Assignment: Nothing in the records below should be altered in the copy, although the pictures must be left out.

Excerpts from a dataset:
■ ■ ■ ■ ■

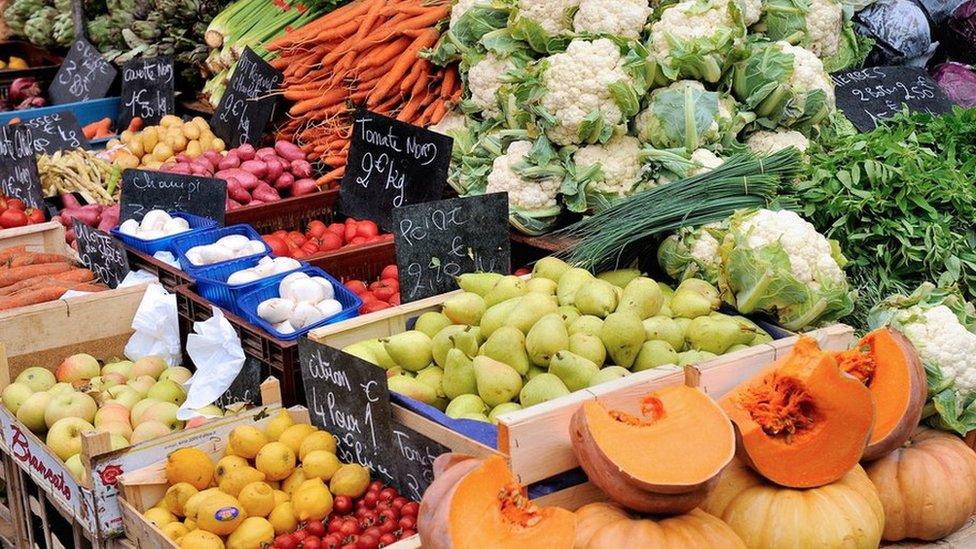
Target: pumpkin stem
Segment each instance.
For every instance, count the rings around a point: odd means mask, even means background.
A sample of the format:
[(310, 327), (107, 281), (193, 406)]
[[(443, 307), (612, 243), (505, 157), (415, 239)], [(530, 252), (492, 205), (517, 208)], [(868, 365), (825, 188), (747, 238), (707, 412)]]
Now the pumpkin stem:
[(641, 399), (641, 415), (649, 418), (647, 420), (635, 417), (627, 412), (621, 412), (620, 410), (610, 410), (607, 412), (610, 417), (628, 425), (633, 425), (635, 427), (645, 427), (647, 425), (653, 424), (655, 421), (663, 419), (667, 414), (664, 412), (664, 403), (661, 399), (654, 395), (647, 395)]
[(877, 365), (868, 347), (855, 347), (849, 351), (837, 353), (837, 364), (840, 369), (856, 377), (861, 383), (871, 386), (874, 370)]
[(522, 488), (517, 483), (506, 484), (499, 490), (498, 500), (501, 502), (502, 516), (513, 524), (531, 527), (542, 520), (539, 507), (522, 495)]
[(766, 434), (785, 436), (787, 442), (814, 422), (813, 398), (803, 383), (778, 372), (745, 390), (739, 403)]

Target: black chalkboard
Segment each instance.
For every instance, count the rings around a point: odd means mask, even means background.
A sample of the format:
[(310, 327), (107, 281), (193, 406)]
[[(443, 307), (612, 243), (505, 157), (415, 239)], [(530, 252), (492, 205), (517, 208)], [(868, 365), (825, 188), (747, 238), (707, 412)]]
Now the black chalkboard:
[(91, 148), (81, 124), (71, 111), (38, 116), (24, 120), (22, 124), (31, 129), (34, 152), (38, 154)]
[(33, 133), (23, 124), (0, 126), (0, 193), (34, 208), (44, 207)]
[(150, 126), (174, 113), (174, 75), (173, 58), (168, 56), (135, 59), (122, 65), (118, 127), (129, 127), (136, 117)]
[(434, 459), (451, 449), (399, 423), (393, 424), (392, 445), (399, 457), (400, 473), (394, 486), (404, 496), (420, 501), (434, 482)]
[(393, 430), (386, 371), (308, 338), (298, 360), (312, 424), (335, 435), (339, 461), (369, 467), (385, 483), (397, 477), (399, 450)]
[(456, 290), (463, 273), (511, 272), (508, 193), (404, 206), (393, 218), (402, 303)]
[(78, 219), (72, 220), (78, 256), (101, 282), (115, 288), (129, 274), (129, 259), (122, 243)]
[(837, 107), (854, 126), (873, 130), (903, 108), (929, 114), (952, 110), (942, 88), (919, 67), (869, 67), (831, 75)]
[(360, 107), (339, 186), (340, 211), (392, 231), (394, 209), (441, 198), (453, 143), (446, 135)]
[(224, 224), (227, 182), (213, 177), (147, 170), (122, 172), (120, 221), (135, 219), (150, 210), (187, 212)]
[(79, 38), (71, 45), (47, 95), (55, 105), (101, 99), (112, 87), (116, 74), (118, 71), (102, 59), (95, 46)]
[(261, 404), (261, 361), (254, 357), (244, 359), (241, 372), (237, 374), (230, 387), (220, 395), (214, 404), (221, 408), (234, 404), (235, 402), (246, 402), (248, 404)]
[(277, 96), (268, 92), (277, 89), (282, 80), (281, 71), (258, 57), (251, 48), (244, 48), (227, 90), (210, 119), (214, 134), (223, 139), (228, 148), (244, 143), (257, 145), (278, 103)]

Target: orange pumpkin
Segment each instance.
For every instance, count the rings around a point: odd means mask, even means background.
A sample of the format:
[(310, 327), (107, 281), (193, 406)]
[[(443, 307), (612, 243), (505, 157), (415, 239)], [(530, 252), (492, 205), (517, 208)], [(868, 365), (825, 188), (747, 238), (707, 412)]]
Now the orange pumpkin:
[(665, 387), (635, 402), (642, 417), (584, 403), (570, 421), (573, 452), (610, 499), (643, 513), (685, 513), (735, 455), (722, 409), (695, 387)]
[(798, 490), (776, 486), (735, 460), (701, 508), (725, 521), (749, 549), (876, 549), (884, 509), (860, 465), (840, 480)]
[(721, 403), (735, 425), (739, 457), (790, 488), (843, 477), (860, 461), (874, 423), (871, 391), (808, 337)]
[(591, 503), (579, 508), (576, 518), (576, 549), (746, 548), (728, 525), (701, 509), (655, 521), (632, 518), (612, 503)]
[(501, 457), (443, 454), (434, 475), (417, 516), (424, 549), (573, 546), (576, 516), (533, 504)]
[(919, 427), (867, 472), (884, 505), (888, 541), (944, 538), (976, 513), (976, 453), (955, 435)]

■ ■ ■ ■ ■

Exercise response:
Target: pumpkin stem
Segment each instance.
For every instance, count the rings around a point: odd means mask, even means background.
A sample of the format:
[(310, 327), (107, 281), (193, 406)]
[[(443, 307), (612, 243), (505, 157), (415, 239)], [(530, 252), (492, 205), (517, 208)], [(868, 365), (825, 188), (747, 238), (707, 412)]]
Now the pumpkin stem:
[(641, 399), (641, 415), (649, 418), (647, 420), (635, 417), (627, 412), (621, 412), (620, 410), (610, 410), (607, 412), (610, 417), (628, 425), (633, 425), (635, 427), (645, 427), (647, 425), (653, 424), (655, 421), (663, 419), (667, 414), (664, 412), (664, 403), (661, 399), (654, 395), (647, 395)]
[(877, 365), (868, 347), (855, 347), (849, 351), (837, 353), (837, 364), (840, 369), (856, 377), (861, 383), (871, 386), (874, 370)]
[(522, 488), (517, 483), (506, 484), (499, 490), (498, 500), (501, 502), (502, 516), (513, 524), (531, 527), (542, 520), (539, 507), (522, 495)]
[(766, 434), (785, 436), (787, 442), (814, 422), (813, 398), (803, 383), (778, 372), (745, 390), (739, 403)]

Target: black chalkboard
Segment each instance.
For every instance, count the rings around a point: odd means mask, even means background.
A sample of the format:
[(310, 327), (107, 281), (193, 406)]
[[(443, 307), (612, 243), (505, 157), (415, 239)], [(530, 252), (492, 205), (517, 208)], [(868, 365), (825, 188), (747, 238), (707, 412)]]
Now the black chalkboard:
[(91, 148), (81, 124), (71, 111), (38, 116), (24, 120), (22, 124), (31, 129), (34, 152), (38, 154)]
[(33, 133), (23, 124), (0, 126), (0, 193), (34, 208), (44, 207)]
[(150, 126), (174, 113), (174, 75), (173, 58), (168, 56), (135, 59), (122, 65), (118, 127), (129, 127), (136, 117)]
[(434, 459), (451, 449), (399, 423), (393, 424), (392, 445), (399, 457), (400, 473), (394, 486), (404, 496), (420, 501), (434, 482)]
[(393, 430), (386, 371), (308, 338), (298, 360), (312, 424), (335, 435), (339, 461), (369, 467), (385, 483), (397, 477), (399, 450)]
[(456, 290), (463, 273), (511, 272), (508, 193), (404, 206), (393, 218), (402, 303)]
[(78, 219), (72, 220), (78, 256), (101, 282), (115, 288), (129, 274), (129, 259), (122, 243)]
[(837, 107), (854, 126), (873, 130), (903, 108), (929, 114), (952, 110), (942, 88), (919, 67), (869, 67), (831, 75)]
[(360, 107), (339, 186), (340, 211), (392, 231), (394, 209), (441, 198), (453, 143), (446, 135)]
[(224, 224), (227, 182), (213, 177), (147, 170), (122, 172), (120, 221), (135, 219), (150, 210), (187, 212)]
[(79, 38), (71, 45), (47, 95), (55, 105), (101, 99), (112, 87), (116, 74), (118, 71), (102, 59), (95, 46)]
[(261, 404), (261, 361), (254, 357), (244, 359), (241, 372), (237, 374), (230, 387), (220, 395), (214, 404), (221, 408), (234, 404), (235, 402), (246, 402), (248, 404)]
[(277, 96), (268, 92), (277, 89), (282, 80), (281, 71), (258, 57), (251, 48), (244, 48), (227, 90), (210, 119), (214, 134), (223, 139), (228, 148), (244, 143), (257, 145), (278, 103)]

Target: orange pumpkin
Segment each instance.
For every instance, count the rings around a point: odd means mask, even means background.
A sample of the format:
[(310, 327), (107, 281), (193, 406)]
[[(443, 307), (612, 243), (505, 157), (415, 239)], [(530, 252), (492, 205), (517, 208)], [(868, 365), (825, 188), (747, 238), (707, 412)]]
Now the orange pumpkin:
[(665, 387), (635, 402), (642, 417), (584, 403), (570, 421), (573, 452), (610, 499), (643, 513), (685, 513), (735, 455), (722, 409), (695, 387)]
[(798, 490), (776, 486), (735, 460), (701, 508), (725, 521), (749, 549), (876, 549), (884, 509), (860, 465), (840, 480)]
[(721, 403), (735, 425), (739, 457), (790, 488), (843, 477), (860, 461), (874, 423), (871, 391), (808, 337)]
[(591, 503), (579, 508), (576, 518), (576, 549), (746, 548), (728, 525), (701, 509), (655, 521), (632, 518), (612, 503)]
[(501, 457), (443, 454), (434, 475), (417, 516), (424, 549), (573, 546), (576, 516), (533, 504)]
[(919, 427), (867, 472), (884, 505), (888, 541), (944, 538), (976, 513), (976, 453), (955, 435)]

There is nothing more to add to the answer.